• _QUESTIONS ON THE MATERIAL_:
(a) In the article on middle-market payments processors, what new market does the Cheq deal open up for Cantaloupe?
(b) Transcribe the article on middle-market payments processors word for word, everything from "Cantaloupe Inc., a" down to "11.1%, to 30.670.".
(c) Pick up the article on middle-market payments processors after its last sentence and keep writing.

Friday , October 18, 2024

Growth in Payments Helps Boost Middle-Market Processors, Too

Payments processors haven’t had it easy in recent years, what with a pandemic-led shift to e-commerce on the part of brick-and-mortar merchants, a deluge of new and more complicated point-of-sale technologies, and growth by industry giants like Fiserv Inc. and Global Payments Inc.

But many of the midsize players grew, too, and some are now reporting stronger financials as consumers flood into stores and merchants wrestle with new point-of-sale technology. On Thursday, two of these players reported a steady rise in quarterly revenue as merchants sought technology to meet consumer demand.

Cantaloupe Inc., a Malvern, Pa.-based specialist in processing for vending and other unattended markets, said it closed out its March quarter with a 12.5% jump in revenue, to $67.9 million, including  $40 million in transaction fees, which represented a nearly 20% increase. It processed $767.4 million in transactions, up fully 17.4%. Its client count rose 11.1%, to 30.670.

These results don’t include Cantaloupe’s $4.75-million deal for Seattle-based Cheq Inc., which closed in the middle of the quarter. That combination gives Cantaloupe entrée into a completely new—and highly competitive—market: stadiums and arenas. That will take the ambitious company far beyond its base in vending machines and pop-up markets.

• _RECORDS SUPPLIED_:
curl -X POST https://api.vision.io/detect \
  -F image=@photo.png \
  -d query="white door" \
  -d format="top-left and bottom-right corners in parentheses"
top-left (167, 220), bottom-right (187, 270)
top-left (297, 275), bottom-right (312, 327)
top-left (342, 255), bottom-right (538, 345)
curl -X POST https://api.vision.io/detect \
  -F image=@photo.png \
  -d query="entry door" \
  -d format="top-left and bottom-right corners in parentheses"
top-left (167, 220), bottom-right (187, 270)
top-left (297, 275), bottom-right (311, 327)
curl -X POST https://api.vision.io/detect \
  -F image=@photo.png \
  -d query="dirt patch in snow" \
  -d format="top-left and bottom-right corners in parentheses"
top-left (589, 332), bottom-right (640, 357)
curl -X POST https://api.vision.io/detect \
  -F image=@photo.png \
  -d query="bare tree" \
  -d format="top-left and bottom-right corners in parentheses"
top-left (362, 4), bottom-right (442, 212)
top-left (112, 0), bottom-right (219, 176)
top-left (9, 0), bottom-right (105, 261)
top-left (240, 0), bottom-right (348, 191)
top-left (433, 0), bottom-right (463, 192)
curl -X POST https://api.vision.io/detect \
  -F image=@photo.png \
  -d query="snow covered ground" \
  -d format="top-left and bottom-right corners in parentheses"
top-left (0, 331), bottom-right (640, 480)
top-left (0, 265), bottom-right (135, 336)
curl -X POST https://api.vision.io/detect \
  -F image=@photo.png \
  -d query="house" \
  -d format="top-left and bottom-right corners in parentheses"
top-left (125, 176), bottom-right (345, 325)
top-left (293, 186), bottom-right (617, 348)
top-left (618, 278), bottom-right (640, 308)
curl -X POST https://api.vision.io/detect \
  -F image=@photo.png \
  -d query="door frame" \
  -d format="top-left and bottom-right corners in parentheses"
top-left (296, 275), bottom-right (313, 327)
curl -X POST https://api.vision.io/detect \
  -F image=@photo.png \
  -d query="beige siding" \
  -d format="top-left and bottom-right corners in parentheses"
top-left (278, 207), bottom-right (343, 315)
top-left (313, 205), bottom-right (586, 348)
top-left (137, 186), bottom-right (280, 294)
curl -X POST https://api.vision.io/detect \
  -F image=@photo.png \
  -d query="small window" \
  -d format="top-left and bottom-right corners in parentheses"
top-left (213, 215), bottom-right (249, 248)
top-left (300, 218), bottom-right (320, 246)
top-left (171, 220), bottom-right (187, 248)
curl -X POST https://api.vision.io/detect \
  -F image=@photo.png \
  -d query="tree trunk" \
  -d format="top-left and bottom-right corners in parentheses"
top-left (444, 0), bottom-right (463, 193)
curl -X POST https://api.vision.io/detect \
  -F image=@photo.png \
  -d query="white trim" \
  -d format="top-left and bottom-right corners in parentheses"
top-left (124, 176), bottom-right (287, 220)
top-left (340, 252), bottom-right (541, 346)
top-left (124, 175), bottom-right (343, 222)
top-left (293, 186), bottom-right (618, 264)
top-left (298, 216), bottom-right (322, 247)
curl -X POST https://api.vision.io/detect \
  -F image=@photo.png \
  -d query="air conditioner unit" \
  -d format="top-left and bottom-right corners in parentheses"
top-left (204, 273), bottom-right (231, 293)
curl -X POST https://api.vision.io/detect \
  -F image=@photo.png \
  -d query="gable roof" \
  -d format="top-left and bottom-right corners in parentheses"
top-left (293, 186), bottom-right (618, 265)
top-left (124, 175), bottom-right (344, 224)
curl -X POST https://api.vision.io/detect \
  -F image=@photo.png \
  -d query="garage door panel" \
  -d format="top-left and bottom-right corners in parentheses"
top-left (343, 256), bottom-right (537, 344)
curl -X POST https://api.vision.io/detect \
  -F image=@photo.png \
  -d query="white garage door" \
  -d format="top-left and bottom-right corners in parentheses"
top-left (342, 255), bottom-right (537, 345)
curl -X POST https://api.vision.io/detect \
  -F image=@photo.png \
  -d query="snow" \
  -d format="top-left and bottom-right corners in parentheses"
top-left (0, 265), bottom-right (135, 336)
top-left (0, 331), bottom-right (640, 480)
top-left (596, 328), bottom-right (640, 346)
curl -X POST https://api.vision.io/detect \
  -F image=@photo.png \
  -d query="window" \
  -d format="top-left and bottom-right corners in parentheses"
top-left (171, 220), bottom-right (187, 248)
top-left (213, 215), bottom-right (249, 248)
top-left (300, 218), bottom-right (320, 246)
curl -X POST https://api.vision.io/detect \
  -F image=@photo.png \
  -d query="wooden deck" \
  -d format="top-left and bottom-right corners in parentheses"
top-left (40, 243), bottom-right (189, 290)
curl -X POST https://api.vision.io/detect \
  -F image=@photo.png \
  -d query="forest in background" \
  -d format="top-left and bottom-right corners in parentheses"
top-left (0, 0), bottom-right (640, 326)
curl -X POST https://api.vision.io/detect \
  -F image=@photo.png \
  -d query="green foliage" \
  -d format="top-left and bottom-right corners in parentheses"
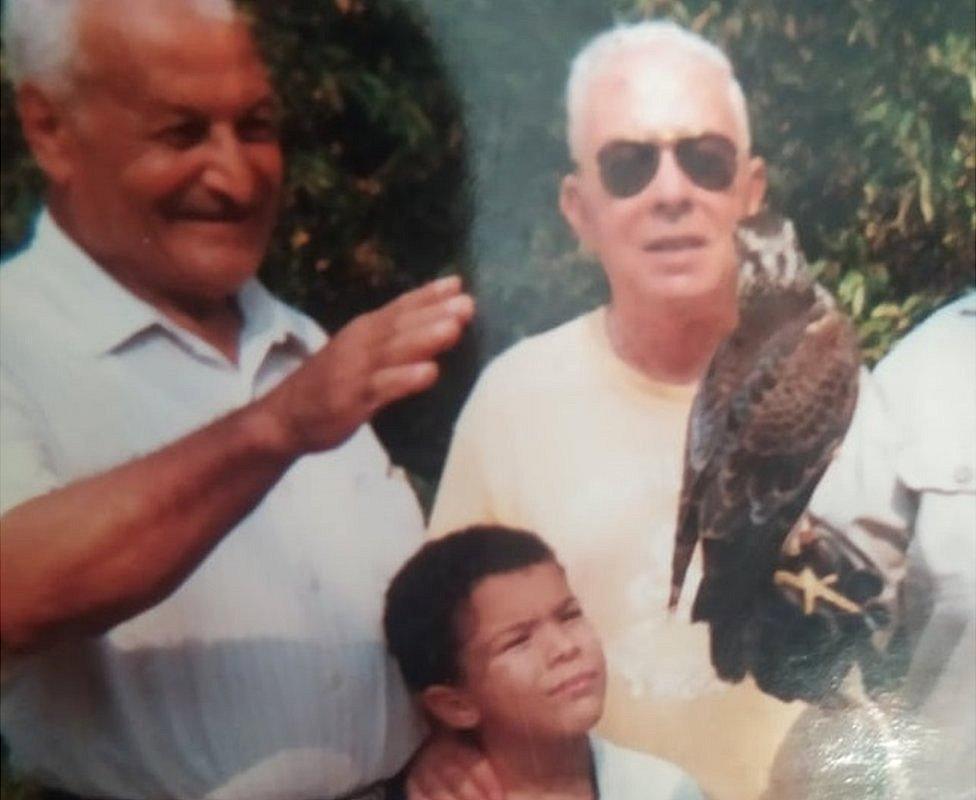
top-left (0, 0), bottom-right (976, 486)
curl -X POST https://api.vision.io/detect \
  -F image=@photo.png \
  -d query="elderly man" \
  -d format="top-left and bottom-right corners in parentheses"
top-left (427, 22), bottom-right (904, 798)
top-left (0, 0), bottom-right (473, 800)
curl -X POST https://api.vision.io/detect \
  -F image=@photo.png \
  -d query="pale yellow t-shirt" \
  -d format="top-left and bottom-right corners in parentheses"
top-left (430, 308), bottom-right (803, 800)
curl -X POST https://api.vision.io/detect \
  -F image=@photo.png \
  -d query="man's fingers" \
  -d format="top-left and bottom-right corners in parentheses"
top-left (407, 765), bottom-right (492, 800)
top-left (370, 361), bottom-right (438, 414)
top-left (379, 317), bottom-right (464, 366)
top-left (392, 294), bottom-right (474, 335)
top-left (383, 275), bottom-right (461, 312)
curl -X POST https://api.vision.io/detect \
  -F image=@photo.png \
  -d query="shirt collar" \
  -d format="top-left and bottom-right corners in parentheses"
top-left (31, 209), bottom-right (322, 355)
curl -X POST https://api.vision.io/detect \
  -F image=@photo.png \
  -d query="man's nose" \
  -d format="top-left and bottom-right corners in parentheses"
top-left (646, 147), bottom-right (694, 221)
top-left (203, 125), bottom-right (257, 205)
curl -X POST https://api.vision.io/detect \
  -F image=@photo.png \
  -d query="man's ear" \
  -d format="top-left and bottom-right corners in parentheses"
top-left (745, 156), bottom-right (766, 217)
top-left (420, 684), bottom-right (481, 730)
top-left (559, 172), bottom-right (596, 253)
top-left (17, 83), bottom-right (74, 185)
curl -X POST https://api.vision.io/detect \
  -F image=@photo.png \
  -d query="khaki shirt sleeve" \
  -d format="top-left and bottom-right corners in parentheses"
top-left (810, 370), bottom-right (914, 647)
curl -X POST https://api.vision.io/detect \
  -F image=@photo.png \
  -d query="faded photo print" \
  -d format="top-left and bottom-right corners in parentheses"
top-left (0, 0), bottom-right (976, 800)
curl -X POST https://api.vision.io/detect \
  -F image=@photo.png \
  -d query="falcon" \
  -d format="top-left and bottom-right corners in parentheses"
top-left (669, 214), bottom-right (861, 682)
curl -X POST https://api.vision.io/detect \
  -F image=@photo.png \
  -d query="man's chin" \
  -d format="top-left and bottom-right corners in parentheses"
top-left (173, 246), bottom-right (264, 299)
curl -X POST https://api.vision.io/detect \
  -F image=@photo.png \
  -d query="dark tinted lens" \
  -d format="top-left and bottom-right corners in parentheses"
top-left (674, 133), bottom-right (736, 192)
top-left (596, 142), bottom-right (661, 197)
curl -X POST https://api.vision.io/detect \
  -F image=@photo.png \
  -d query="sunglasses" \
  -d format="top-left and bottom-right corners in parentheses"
top-left (596, 133), bottom-right (737, 198)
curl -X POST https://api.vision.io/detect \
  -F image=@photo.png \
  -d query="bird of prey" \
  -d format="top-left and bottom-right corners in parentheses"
top-left (669, 214), bottom-right (861, 681)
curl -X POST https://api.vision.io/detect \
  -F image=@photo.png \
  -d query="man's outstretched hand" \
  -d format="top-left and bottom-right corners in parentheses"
top-left (262, 276), bottom-right (474, 453)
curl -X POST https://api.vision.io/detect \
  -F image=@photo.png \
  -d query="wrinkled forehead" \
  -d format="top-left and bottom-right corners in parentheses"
top-left (579, 51), bottom-right (745, 159)
top-left (79, 0), bottom-right (268, 107)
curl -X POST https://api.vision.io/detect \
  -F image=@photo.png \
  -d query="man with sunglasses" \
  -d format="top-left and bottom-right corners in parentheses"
top-left (428, 22), bottom-right (908, 800)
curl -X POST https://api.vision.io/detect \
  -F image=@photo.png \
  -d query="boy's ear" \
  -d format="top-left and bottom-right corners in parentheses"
top-left (420, 683), bottom-right (481, 730)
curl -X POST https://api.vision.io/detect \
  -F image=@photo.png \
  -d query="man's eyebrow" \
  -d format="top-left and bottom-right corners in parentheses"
top-left (149, 93), bottom-right (283, 117)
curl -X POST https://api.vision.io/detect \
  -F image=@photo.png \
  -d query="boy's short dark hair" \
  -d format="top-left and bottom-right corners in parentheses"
top-left (383, 525), bottom-right (556, 692)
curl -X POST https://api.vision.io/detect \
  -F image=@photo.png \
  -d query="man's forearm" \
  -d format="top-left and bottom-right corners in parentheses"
top-left (0, 401), bottom-right (299, 652)
top-left (0, 278), bottom-right (474, 652)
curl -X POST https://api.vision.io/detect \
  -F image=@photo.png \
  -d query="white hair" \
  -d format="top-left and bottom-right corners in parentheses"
top-left (3, 0), bottom-right (237, 91)
top-left (566, 20), bottom-right (751, 160)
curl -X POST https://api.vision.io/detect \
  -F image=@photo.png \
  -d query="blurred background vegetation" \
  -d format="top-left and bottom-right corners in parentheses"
top-left (0, 0), bottom-right (976, 800)
top-left (0, 0), bottom-right (976, 499)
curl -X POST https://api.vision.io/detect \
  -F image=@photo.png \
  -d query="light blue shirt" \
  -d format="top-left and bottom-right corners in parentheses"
top-left (590, 736), bottom-right (705, 800)
top-left (0, 213), bottom-right (422, 800)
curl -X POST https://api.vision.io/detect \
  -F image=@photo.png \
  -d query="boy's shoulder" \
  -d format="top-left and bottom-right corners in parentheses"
top-left (590, 736), bottom-right (705, 800)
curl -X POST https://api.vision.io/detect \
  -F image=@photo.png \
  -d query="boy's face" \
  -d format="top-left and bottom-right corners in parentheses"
top-left (459, 561), bottom-right (606, 736)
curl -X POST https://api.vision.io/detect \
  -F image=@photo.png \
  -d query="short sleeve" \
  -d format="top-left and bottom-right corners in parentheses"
top-left (428, 374), bottom-right (501, 538)
top-left (0, 369), bottom-right (59, 513)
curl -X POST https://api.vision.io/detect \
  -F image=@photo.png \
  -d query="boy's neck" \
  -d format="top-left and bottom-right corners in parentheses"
top-left (481, 731), bottom-right (596, 800)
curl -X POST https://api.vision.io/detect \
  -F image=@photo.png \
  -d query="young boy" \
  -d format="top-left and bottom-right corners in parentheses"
top-left (383, 526), bottom-right (703, 800)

• _ANSWERS BELOW_:
(a) Stadiums and arenas.

(b)
Cantaloupe Inc., a Malvern, Pa.-based specialist in processing for vending and other unattended markets, said it closed out its March quarter with a 12.5% jump in revenue, to $67.9 million, including  $40 million in transaction fees, which represented a nearly 20% increase. It processed $767.4 million in transactions, up fully 17.4%. Its client count rose 11.1%, to 30.670.

(c)
On the same day, Atlanta-based Repay Holdings Corp. announced an 8% year-over-year boost in revenue, to $80.7 million, and an 81% narrowing of its net loss, to $5.4 million. While the company processes both consumer and business payments, its focus is largely on consumer transactions, which accounted for $76.1 million in revenue.

Repay was one of the payments industry’s early adopters of the SPAC trend that took hold during the pandemic. It began trading on the Nasdaq in July 2019 through a merger with Thunder Bridge Acquisition Ltd. SPACs, or special purpose acquisition companies, are set up by investors as pubic companies for the sole purpose of acquiring privately held entities in a move that some see as a quicker and more efficient route to public ownership.